Copy the items below word for word, starting at the line that contains "Game engine object recognition — detect tractor front" and stopping after the line that contains "535, 0, 650, 90".

▶ Input for this task:
::::
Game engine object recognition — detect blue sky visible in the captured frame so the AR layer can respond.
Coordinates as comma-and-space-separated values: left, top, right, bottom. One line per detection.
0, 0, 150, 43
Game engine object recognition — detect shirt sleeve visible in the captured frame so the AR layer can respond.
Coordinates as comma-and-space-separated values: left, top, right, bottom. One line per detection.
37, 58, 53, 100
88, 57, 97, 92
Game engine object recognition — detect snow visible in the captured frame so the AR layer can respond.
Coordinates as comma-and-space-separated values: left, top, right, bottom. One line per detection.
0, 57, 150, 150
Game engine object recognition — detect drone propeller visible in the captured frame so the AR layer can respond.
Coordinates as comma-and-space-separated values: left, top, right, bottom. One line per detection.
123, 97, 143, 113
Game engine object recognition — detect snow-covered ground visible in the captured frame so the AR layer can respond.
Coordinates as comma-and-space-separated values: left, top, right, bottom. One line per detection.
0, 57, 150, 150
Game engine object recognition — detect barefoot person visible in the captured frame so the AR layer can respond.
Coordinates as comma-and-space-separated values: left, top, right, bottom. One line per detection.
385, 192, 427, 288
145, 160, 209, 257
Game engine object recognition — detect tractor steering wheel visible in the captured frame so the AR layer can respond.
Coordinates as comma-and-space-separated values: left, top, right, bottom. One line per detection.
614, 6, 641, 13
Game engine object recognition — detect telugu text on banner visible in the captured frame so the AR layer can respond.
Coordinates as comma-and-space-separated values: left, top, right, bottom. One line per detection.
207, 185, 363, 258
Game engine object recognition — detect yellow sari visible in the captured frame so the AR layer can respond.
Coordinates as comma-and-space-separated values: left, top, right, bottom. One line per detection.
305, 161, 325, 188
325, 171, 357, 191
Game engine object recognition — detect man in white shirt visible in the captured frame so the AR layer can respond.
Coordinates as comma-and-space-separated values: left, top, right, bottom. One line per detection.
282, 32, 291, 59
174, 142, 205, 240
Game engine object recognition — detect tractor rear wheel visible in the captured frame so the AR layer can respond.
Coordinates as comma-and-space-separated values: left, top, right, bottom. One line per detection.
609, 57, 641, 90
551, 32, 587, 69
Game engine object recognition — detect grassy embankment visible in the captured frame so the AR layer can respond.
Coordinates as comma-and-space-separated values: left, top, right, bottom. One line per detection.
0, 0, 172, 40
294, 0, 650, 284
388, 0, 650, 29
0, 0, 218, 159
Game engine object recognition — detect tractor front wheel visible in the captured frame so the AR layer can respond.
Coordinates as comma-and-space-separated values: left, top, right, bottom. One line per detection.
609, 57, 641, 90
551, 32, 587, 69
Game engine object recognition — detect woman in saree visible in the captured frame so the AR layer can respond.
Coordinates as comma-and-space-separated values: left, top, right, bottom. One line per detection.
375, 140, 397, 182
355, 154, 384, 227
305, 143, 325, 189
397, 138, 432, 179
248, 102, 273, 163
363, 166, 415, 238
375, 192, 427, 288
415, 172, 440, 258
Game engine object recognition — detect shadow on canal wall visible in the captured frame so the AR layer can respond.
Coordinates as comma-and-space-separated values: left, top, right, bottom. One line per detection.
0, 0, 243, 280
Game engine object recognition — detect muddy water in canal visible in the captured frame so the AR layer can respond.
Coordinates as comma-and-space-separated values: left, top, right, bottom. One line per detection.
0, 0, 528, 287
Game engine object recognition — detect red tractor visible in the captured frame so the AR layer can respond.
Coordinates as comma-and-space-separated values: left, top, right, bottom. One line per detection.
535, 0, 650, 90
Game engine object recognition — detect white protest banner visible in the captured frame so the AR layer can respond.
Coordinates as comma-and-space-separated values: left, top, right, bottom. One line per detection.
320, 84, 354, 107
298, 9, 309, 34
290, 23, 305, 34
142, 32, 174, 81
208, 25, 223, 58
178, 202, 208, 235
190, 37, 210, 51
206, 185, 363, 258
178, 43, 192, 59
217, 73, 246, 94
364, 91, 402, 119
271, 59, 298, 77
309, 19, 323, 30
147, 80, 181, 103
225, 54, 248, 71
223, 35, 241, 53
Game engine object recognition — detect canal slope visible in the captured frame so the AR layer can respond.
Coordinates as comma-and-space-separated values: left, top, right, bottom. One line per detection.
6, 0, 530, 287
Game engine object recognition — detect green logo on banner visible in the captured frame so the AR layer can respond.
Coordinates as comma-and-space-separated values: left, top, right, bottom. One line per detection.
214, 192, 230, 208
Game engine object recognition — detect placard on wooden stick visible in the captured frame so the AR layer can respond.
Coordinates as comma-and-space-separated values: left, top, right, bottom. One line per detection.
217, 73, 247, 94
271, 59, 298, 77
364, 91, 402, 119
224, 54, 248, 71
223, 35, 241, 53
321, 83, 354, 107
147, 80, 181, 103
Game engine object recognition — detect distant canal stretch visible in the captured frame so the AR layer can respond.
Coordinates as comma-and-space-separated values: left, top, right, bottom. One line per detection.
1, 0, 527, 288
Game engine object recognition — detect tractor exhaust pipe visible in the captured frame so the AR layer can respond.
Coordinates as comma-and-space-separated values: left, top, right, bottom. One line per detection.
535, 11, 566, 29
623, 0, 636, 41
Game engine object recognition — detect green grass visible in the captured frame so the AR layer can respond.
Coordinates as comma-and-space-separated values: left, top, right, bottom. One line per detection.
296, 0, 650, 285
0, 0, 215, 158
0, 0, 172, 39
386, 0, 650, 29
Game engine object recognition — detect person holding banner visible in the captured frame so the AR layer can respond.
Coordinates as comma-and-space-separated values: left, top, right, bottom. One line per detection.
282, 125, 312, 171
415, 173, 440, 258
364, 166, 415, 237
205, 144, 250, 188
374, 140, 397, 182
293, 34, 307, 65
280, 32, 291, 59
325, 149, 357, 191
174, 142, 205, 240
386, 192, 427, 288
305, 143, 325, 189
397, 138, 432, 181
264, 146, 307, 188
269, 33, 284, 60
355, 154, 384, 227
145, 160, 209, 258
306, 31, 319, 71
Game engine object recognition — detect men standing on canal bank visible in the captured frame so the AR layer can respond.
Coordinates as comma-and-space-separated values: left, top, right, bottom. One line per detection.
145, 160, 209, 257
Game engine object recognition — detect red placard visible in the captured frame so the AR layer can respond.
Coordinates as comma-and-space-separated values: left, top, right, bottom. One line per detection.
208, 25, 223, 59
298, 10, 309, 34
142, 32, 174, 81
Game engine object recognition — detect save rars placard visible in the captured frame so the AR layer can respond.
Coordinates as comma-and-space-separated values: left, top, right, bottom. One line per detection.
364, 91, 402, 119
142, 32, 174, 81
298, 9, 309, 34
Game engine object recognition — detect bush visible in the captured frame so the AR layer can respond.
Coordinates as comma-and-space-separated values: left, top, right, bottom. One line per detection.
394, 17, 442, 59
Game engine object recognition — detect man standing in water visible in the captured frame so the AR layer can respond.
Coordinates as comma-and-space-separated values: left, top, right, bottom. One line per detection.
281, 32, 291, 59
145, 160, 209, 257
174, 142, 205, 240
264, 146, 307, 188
::::
▶ Expected output:
Game engine object recognition — detect tractor front wheel visible in the captured frame so the AR layer can respond.
Coordinates as comma-and-space-separated values: left, top, right, bottom. One line per detection.
609, 57, 641, 90
551, 32, 587, 69
Game engine object recognition — detect woman in saree visible in the captured frame so the AR layer can respond.
Coordinates as comma-and-space-separated values: left, top, right, bottom. One line per detection.
375, 140, 397, 182
355, 154, 384, 227
305, 143, 325, 189
397, 138, 432, 179
248, 102, 273, 163
363, 166, 415, 238
375, 192, 427, 288
415, 172, 440, 258
Game engine object recognition — detect shadow on canal wall visible in the captured frame so the AR layer can respond.
Coordinates as comma-and-space-separated values: left, top, right, bottom. One line per detection.
0, 0, 243, 280
Game engine object recognition — detect muddy water in canal visible in the captured frame so the AR layer can respond.
Coordinates as comma-and-space-separated values: left, top, right, bottom. One line per detection.
0, 0, 528, 287
Game engine object recognition — detect red tractor visible in the captured frame so the AR layer can respond.
Coordinates as comma-and-space-separated values: left, top, right, bottom. One line per detection.
535, 0, 650, 90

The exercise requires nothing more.